=== Text provided ===
*** Begin section ***

It should not be surprising to meet French cards in Florence. Laurenzo De’ Medici was in himself the champion! In a letter of 12 July 1472,he claims:
Dite alia Chiarina che mi mandi due paia di charte alla franzese et datele
all'aportatore. (20)

(Tell Chiarina I am sending two packs of French-style cards and give them to the messenger.)
Aretino, in his dialogue on games (known under the name of “Le carte parlante’ [‘The speaking cards’] has his card-maker, Padovano, say [the translation, except for "tra si fatte nazione", is from http://www.letarot.it/page.aspx?id=180&lng=eng, which has more, on the other suits]:
Da che in Italia si giuoca con le carte francesi, chiaretimi (io ve ne supplico)
cio che dinotano, tra si fatte nazioni, i cappari.

(Since in Italy people are playing with French cards, please tell me (I implore you) what, as done between nations, the pikes are.)

*** End section ***

=== Input data ===
*** Begin section ***

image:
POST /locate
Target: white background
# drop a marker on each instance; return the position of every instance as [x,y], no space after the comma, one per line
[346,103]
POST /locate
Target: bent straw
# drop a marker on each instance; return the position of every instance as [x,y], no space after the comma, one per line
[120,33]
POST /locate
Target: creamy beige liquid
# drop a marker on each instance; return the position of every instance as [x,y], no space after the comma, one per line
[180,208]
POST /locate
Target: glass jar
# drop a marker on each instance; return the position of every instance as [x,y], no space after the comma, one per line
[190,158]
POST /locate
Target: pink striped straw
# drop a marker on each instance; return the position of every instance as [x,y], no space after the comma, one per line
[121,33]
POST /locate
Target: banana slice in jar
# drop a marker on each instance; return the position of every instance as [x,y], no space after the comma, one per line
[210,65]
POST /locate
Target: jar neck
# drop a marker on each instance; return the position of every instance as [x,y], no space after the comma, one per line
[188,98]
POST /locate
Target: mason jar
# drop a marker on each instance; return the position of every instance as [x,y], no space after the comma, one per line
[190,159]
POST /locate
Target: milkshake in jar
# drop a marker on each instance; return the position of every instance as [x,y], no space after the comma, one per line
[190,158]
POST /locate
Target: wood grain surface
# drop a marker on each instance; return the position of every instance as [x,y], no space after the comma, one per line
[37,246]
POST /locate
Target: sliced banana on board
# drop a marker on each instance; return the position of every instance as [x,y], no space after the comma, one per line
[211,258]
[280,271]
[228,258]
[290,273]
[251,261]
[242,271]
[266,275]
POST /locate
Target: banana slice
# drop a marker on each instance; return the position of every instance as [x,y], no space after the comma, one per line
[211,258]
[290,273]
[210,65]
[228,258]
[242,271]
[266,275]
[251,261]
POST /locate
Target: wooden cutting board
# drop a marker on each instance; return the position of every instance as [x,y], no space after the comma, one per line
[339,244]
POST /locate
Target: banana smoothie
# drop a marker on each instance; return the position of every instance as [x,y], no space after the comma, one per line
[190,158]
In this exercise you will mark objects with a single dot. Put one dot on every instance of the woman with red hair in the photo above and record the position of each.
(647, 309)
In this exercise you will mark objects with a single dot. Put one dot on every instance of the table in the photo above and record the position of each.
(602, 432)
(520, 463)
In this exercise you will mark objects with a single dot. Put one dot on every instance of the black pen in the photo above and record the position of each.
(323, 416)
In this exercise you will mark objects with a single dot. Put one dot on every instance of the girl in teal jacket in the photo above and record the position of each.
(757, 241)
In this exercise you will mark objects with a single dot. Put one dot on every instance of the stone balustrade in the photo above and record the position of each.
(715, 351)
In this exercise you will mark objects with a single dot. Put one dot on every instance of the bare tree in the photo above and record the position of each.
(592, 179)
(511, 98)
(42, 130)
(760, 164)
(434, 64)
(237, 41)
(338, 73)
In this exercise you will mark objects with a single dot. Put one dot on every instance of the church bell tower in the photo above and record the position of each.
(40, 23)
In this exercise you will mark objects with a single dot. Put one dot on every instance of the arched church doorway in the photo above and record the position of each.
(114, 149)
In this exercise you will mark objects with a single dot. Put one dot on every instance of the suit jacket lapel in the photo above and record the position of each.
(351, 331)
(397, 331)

*** End section ***

=== Task details ===
Copy the stretch of the text on French cards in Florence from "cio che dinotano, tra" through "the pikes are.)", word for word.

=== Response area ===
cio che dinotano, tra si fatte nazioni, i cappari.

(Since in Italy people are playing with French cards, please tell me (I implore you) what, as done between nations, the pikes are.)